+++ Extracted text +++

Biography of James Holden |  |
| Moniker(s) / | Holden, James Holden, |
The wunderkind James Holden has finally come of age, and has delivered up
the debut album to prove it: and about time too! For although the world
seems strangely intent on fixing him in his early twenties (or more
specifically, a series of internet sites who have seemingly overlooked the
fact that biography ages require a yearly update!), the time has come to
acknowledge that DJ and producer James Holden is not quite so young anymore.
The timely release of Holden's 'The Idiots Are Winning' mini-album in 2006
marked the occasion, and formed a fitting musical illustration of Holden's
new-found maturity.
Still reluctant to bestow upon it the accolade of 'debut album', for Holden
himself 'The Idiots Are Winning' remains an EP which grew out of control:
take four dancefloor-length Holden tracks, mix in the obligatory DJ tools
and alternative versions that he is so keen on, and an interlude or two for
good measure, and you have far exceeded the single realm and are pushing
into album territory. Not that the manner of its creation should affect the
listening experience: Holden's intricate and inimitable production style
ensures a coherence of atmosphere, where even DJ-friendly extended intros
hold up to home-listening scrutiny. The Guardian went so far as to proclaim
it "the most astonishing debut in electronic music since Boards of Canada's
Music Has the Right to Children." And who are we to argue?

+++ Dataset +++

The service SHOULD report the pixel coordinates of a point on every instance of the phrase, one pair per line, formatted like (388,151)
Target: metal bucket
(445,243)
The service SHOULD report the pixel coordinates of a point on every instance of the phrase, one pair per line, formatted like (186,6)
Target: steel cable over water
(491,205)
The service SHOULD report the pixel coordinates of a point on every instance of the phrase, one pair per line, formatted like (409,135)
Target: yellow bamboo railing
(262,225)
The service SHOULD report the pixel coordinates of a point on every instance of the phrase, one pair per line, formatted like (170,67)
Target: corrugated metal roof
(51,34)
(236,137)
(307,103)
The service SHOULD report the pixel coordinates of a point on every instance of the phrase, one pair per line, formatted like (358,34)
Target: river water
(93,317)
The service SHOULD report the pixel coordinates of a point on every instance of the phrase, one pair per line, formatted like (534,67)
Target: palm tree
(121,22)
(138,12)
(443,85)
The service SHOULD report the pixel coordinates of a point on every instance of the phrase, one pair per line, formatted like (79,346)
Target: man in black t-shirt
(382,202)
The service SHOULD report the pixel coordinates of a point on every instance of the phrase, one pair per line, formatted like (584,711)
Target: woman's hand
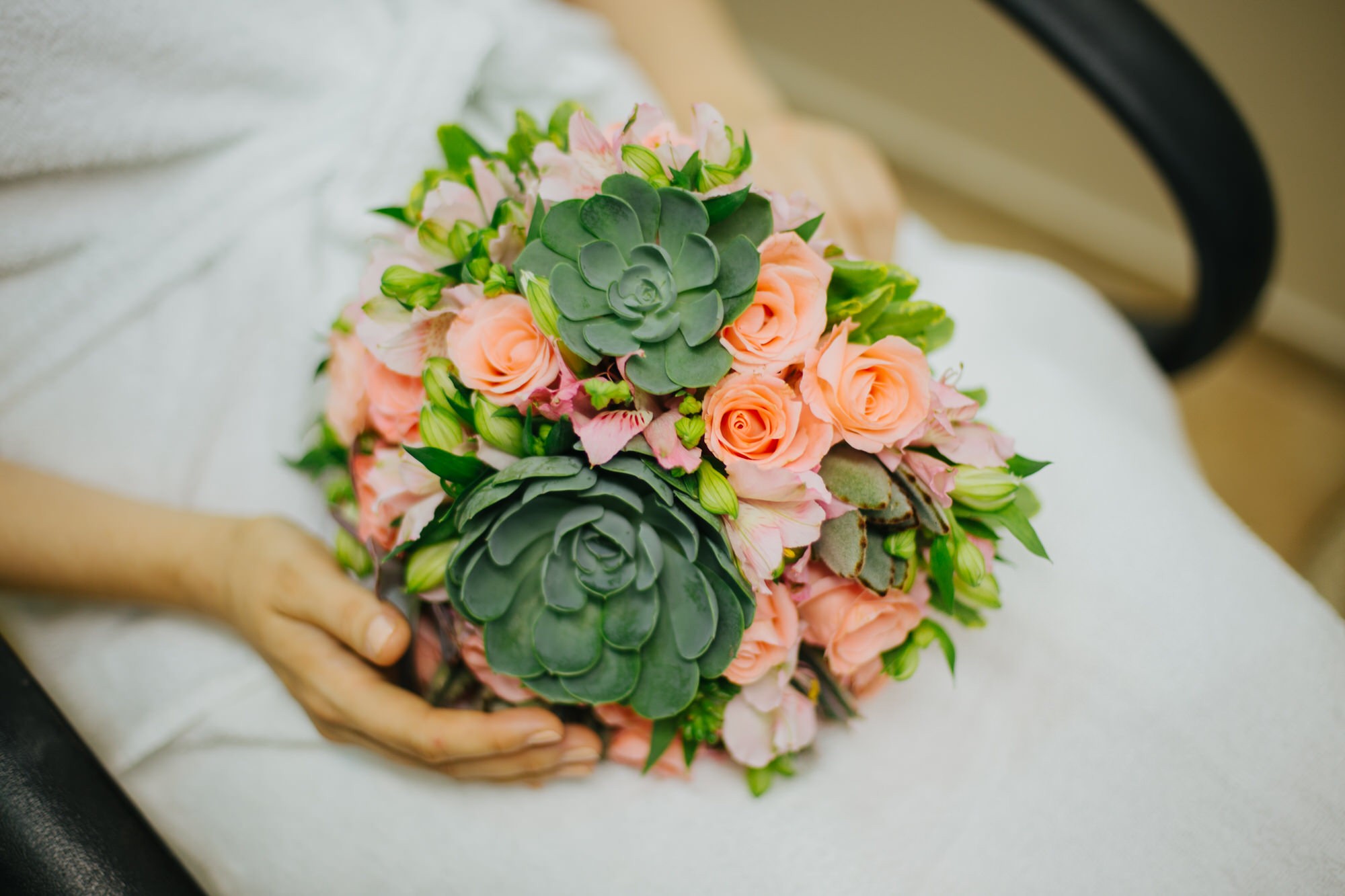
(840,170)
(321,631)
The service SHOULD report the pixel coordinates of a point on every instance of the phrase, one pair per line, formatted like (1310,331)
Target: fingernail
(579,755)
(544,737)
(380,631)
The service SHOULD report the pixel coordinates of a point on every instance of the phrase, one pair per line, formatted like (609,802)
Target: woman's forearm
(692,53)
(61,537)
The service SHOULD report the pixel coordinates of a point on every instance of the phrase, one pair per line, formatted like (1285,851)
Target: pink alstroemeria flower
(766,721)
(389,486)
(778,509)
(580,173)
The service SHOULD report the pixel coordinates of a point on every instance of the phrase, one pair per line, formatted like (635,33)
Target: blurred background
(993,143)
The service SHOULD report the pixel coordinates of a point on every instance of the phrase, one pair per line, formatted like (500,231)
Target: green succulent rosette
(653,274)
(598,584)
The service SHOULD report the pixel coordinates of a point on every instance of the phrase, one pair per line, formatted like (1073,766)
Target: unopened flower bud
(605,392)
(427,565)
(440,428)
(987,592)
(984,487)
(716,493)
(642,162)
(352,555)
(691,430)
(539,294)
(412,288)
(434,239)
(439,382)
(497,425)
(902,544)
(969,563)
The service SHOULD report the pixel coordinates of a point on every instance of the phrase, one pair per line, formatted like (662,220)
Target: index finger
(407,724)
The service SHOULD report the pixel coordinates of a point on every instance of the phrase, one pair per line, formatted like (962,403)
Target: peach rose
(348,401)
(395,401)
(759,417)
(630,743)
(771,639)
(855,624)
(500,352)
(875,396)
(789,313)
(868,680)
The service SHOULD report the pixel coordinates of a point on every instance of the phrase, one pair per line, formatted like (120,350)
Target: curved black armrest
(1192,134)
(65,825)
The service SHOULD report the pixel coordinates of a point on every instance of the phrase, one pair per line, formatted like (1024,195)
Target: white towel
(1160,710)
(185,212)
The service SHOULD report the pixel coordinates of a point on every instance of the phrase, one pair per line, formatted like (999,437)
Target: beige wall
(953,91)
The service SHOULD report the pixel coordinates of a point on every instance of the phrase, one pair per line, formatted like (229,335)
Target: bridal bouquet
(629,436)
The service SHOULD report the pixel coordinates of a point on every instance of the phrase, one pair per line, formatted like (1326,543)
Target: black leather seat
(65,825)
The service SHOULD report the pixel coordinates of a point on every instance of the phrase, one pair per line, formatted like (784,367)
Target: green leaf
(950,653)
(879,571)
(753,220)
(613,220)
(761,780)
(856,478)
(610,681)
(697,263)
(902,661)
(843,542)
(1016,522)
(809,228)
(563,232)
(570,643)
(681,214)
(1024,467)
(692,604)
(576,299)
(720,208)
(457,469)
(602,264)
(740,263)
(613,337)
(630,616)
(559,126)
(668,680)
(665,729)
(701,314)
(695,366)
(641,197)
(396,213)
(942,551)
(459,147)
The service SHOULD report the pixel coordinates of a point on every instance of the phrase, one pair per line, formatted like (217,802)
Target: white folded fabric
(1163,709)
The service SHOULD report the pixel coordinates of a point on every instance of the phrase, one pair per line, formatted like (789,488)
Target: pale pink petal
(711,135)
(418,517)
(935,475)
(407,345)
(796,723)
(451,202)
(977,446)
(607,434)
(489,188)
(668,448)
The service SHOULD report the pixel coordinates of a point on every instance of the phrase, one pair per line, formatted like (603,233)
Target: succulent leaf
(598,584)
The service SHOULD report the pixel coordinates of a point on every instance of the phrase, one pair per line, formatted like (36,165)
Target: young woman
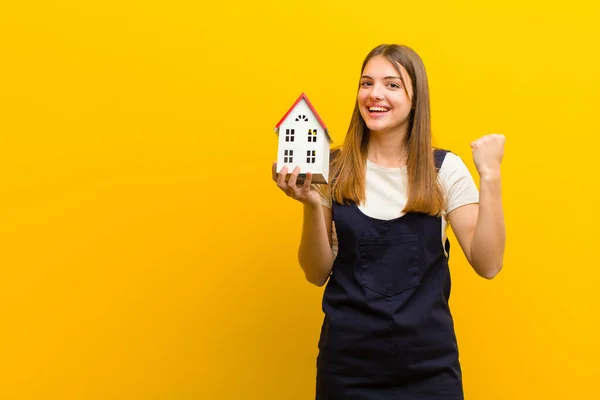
(377,236)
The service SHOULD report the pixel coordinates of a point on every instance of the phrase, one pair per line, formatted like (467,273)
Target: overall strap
(438,156)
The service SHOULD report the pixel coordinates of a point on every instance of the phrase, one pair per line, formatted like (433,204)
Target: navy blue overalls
(388,332)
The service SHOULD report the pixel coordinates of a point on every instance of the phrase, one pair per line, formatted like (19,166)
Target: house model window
(289,135)
(302,117)
(288,156)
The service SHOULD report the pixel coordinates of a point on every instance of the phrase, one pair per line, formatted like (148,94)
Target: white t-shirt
(386,194)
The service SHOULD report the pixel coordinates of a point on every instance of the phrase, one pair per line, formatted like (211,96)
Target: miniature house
(303,141)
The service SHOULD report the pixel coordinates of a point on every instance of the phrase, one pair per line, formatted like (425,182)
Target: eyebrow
(386,77)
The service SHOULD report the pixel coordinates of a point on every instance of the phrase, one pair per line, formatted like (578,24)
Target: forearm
(314,254)
(487,246)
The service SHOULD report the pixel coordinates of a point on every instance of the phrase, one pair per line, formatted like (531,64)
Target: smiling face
(384,97)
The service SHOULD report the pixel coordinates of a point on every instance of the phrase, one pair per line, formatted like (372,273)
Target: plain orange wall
(146,254)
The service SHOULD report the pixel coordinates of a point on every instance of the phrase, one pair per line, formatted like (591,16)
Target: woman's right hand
(297,191)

+++

■ Tasks to carry out:
#1 From the James Holden biography above, give again word for word the passage starting with "Still reluctant to" and going on through "we to argue?".
#2 List every ingredient that the James Holden biography says goes into making 'The Idiots Are Winning' grow past a single.

■ The responses:
#1
Still reluctant to bestow upon it the accolade of 'debut album', for Holden
himself 'The Idiots Are Winning' remains an EP which grew out of control:
take four dancefloor-length Holden tracks, mix in the obligatory DJ tools
and alternative versions that he is so keen on, and an interlude or two for
good measure, and you have far exceeded the single realm and are pushing
into album territory. Not that the manner of its creation should affect the
listening experience: Holden's intricate and inimitable production style
ensures a coherence of atmosphere, where even DJ-friendly extended intros
hold up to home-listening scrutiny. The Guardian went so far as to proclaim
it "the most astonishing debut in electronic music since Boards of Canada's
Music Has the Right to Children." And who are we to argue?

#2
- four dancefloor-length Holden tracks
- the obligatory DJ tools
- alternative versions
- an interlude or two